[BEGIN]
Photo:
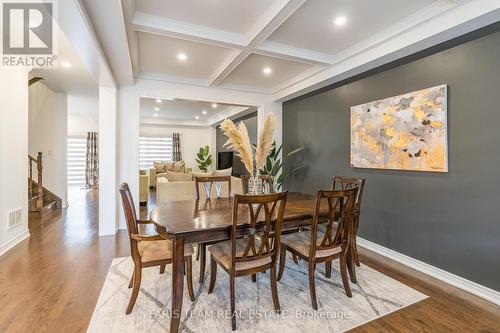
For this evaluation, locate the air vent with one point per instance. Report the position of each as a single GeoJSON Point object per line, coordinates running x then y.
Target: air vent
{"type": "Point", "coordinates": [15, 217]}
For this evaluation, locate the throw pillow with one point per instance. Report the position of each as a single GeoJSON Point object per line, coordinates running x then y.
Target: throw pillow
{"type": "Point", "coordinates": [223, 172]}
{"type": "Point", "coordinates": [159, 166]}
{"type": "Point", "coordinates": [179, 166]}
{"type": "Point", "coordinates": [173, 176]}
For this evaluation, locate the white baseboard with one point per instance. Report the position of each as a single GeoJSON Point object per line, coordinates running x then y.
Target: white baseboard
{"type": "Point", "coordinates": [12, 243]}
{"type": "Point", "coordinates": [474, 288]}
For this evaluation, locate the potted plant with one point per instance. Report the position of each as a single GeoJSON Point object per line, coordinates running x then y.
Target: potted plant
{"type": "Point", "coordinates": [204, 159]}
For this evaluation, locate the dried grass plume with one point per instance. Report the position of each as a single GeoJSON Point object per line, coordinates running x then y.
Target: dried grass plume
{"type": "Point", "coordinates": [265, 143]}
{"type": "Point", "coordinates": [239, 141]}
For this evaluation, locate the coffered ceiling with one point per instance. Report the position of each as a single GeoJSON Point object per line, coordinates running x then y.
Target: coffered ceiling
{"type": "Point", "coordinates": [260, 45]}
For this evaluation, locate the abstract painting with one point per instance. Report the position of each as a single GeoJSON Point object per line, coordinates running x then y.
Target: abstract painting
{"type": "Point", "coordinates": [406, 132]}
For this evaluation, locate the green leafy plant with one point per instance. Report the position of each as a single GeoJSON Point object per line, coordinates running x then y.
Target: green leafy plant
{"type": "Point", "coordinates": [204, 159]}
{"type": "Point", "coordinates": [274, 166]}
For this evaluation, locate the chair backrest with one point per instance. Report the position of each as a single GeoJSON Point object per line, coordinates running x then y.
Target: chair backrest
{"type": "Point", "coordinates": [341, 207]}
{"type": "Point", "coordinates": [209, 181]}
{"type": "Point", "coordinates": [263, 215]}
{"type": "Point", "coordinates": [345, 183]}
{"type": "Point", "coordinates": [130, 216]}
{"type": "Point", "coordinates": [267, 183]}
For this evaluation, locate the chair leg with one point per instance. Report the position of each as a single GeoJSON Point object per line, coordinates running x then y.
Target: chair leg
{"type": "Point", "coordinates": [274, 289]}
{"type": "Point", "coordinates": [343, 273]}
{"type": "Point", "coordinates": [135, 291]}
{"type": "Point", "coordinates": [232, 296]}
{"type": "Point", "coordinates": [328, 269]}
{"type": "Point", "coordinates": [213, 274]}
{"type": "Point", "coordinates": [189, 266]}
{"type": "Point", "coordinates": [131, 283]}
{"type": "Point", "coordinates": [312, 287]}
{"type": "Point", "coordinates": [282, 262]}
{"type": "Point", "coordinates": [203, 257]}
{"type": "Point", "coordinates": [355, 252]}
{"type": "Point", "coordinates": [350, 266]}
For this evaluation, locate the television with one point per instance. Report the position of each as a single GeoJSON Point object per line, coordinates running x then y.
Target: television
{"type": "Point", "coordinates": [224, 160]}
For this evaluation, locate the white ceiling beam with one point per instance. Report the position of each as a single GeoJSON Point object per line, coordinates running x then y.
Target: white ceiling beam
{"type": "Point", "coordinates": [187, 31]}
{"type": "Point", "coordinates": [292, 53]}
{"type": "Point", "coordinates": [264, 27]}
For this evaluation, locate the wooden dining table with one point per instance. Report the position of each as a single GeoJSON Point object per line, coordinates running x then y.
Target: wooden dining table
{"type": "Point", "coordinates": [209, 220]}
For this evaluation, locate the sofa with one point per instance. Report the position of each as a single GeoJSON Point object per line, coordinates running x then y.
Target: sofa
{"type": "Point", "coordinates": [160, 168]}
{"type": "Point", "coordinates": [167, 191]}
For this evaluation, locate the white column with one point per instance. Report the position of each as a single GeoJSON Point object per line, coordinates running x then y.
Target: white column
{"type": "Point", "coordinates": [107, 162]}
{"type": "Point", "coordinates": [14, 155]}
{"type": "Point", "coordinates": [263, 111]}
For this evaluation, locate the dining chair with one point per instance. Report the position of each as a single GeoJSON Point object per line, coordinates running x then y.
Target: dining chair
{"type": "Point", "coordinates": [344, 183]}
{"type": "Point", "coordinates": [207, 183]}
{"type": "Point", "coordinates": [148, 250]}
{"type": "Point", "coordinates": [267, 183]}
{"type": "Point", "coordinates": [318, 247]}
{"type": "Point", "coordinates": [261, 216]}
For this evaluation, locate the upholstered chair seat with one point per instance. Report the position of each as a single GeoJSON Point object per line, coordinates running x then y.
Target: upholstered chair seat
{"type": "Point", "coordinates": [222, 253]}
{"type": "Point", "coordinates": [159, 250]}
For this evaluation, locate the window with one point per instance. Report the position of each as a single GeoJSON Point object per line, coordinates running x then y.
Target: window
{"type": "Point", "coordinates": [154, 148]}
{"type": "Point", "coordinates": [77, 149]}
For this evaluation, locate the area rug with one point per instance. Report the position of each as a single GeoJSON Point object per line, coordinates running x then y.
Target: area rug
{"type": "Point", "coordinates": [374, 295]}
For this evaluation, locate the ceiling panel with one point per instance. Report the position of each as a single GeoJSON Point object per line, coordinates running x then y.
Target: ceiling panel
{"type": "Point", "coordinates": [250, 72]}
{"type": "Point", "coordinates": [312, 26]}
{"type": "Point", "coordinates": [158, 54]}
{"type": "Point", "coordinates": [181, 110]}
{"type": "Point", "coordinates": [230, 15]}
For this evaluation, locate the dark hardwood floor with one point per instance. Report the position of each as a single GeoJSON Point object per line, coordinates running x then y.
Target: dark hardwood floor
{"type": "Point", "coordinates": [51, 282]}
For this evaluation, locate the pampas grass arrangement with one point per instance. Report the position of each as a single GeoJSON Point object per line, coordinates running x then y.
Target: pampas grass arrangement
{"type": "Point", "coordinates": [239, 141]}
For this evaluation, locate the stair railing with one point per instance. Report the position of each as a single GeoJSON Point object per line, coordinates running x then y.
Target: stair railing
{"type": "Point", "coordinates": [39, 167]}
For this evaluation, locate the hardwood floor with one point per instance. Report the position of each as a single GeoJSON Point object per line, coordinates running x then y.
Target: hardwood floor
{"type": "Point", "coordinates": [51, 282]}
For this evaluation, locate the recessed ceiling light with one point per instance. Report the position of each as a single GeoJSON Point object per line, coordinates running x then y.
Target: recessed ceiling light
{"type": "Point", "coordinates": [340, 20]}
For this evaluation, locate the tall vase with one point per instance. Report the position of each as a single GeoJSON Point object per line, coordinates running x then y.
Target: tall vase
{"type": "Point", "coordinates": [255, 186]}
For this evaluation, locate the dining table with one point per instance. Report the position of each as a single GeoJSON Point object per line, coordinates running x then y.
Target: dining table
{"type": "Point", "coordinates": [210, 220]}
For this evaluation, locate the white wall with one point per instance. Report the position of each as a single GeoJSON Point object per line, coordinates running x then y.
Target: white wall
{"type": "Point", "coordinates": [14, 154]}
{"type": "Point", "coordinates": [108, 189]}
{"type": "Point", "coordinates": [192, 138]}
{"type": "Point", "coordinates": [128, 117]}
{"type": "Point", "coordinates": [48, 134]}
{"type": "Point", "coordinates": [83, 114]}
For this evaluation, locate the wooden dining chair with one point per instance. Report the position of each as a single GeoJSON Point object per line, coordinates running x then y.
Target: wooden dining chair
{"type": "Point", "coordinates": [344, 183]}
{"type": "Point", "coordinates": [262, 216]}
{"type": "Point", "coordinates": [267, 183]}
{"type": "Point", "coordinates": [148, 250]}
{"type": "Point", "coordinates": [207, 184]}
{"type": "Point", "coordinates": [317, 247]}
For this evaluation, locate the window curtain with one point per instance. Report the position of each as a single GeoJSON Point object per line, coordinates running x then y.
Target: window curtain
{"type": "Point", "coordinates": [176, 147]}
{"type": "Point", "coordinates": [92, 161]}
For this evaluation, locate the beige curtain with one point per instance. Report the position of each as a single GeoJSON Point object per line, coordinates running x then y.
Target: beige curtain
{"type": "Point", "coordinates": [92, 161]}
{"type": "Point", "coordinates": [176, 147]}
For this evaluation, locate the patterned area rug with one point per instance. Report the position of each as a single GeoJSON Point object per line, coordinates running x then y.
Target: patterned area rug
{"type": "Point", "coordinates": [374, 295]}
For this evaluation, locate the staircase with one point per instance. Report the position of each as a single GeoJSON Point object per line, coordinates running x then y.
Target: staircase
{"type": "Point", "coordinates": [41, 201]}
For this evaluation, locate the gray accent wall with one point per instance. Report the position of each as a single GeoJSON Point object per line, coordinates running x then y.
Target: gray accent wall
{"type": "Point", "coordinates": [250, 122]}
{"type": "Point", "coordinates": [448, 220]}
[END]
Stated goal: Rewrite the stretch of records from the line containing "For this evaluation, locate the staircase" through the end of the records, changing "gray accent wall" to "slate accent wall" and leaving everything else as it is.

The completed task:
For this evaluation, locate the staircase with one point per instance. Report the position of each as a single GeoJSON Point object per line, coordinates running x then y.
Target: staircase
{"type": "Point", "coordinates": [41, 201]}
For this evaluation, locate the slate accent wall with one point per instance. Report the position of each as a single GeoJSON Point object per line, coordinates running x then y.
Target: slate accent wall
{"type": "Point", "coordinates": [250, 122]}
{"type": "Point", "coordinates": [448, 220]}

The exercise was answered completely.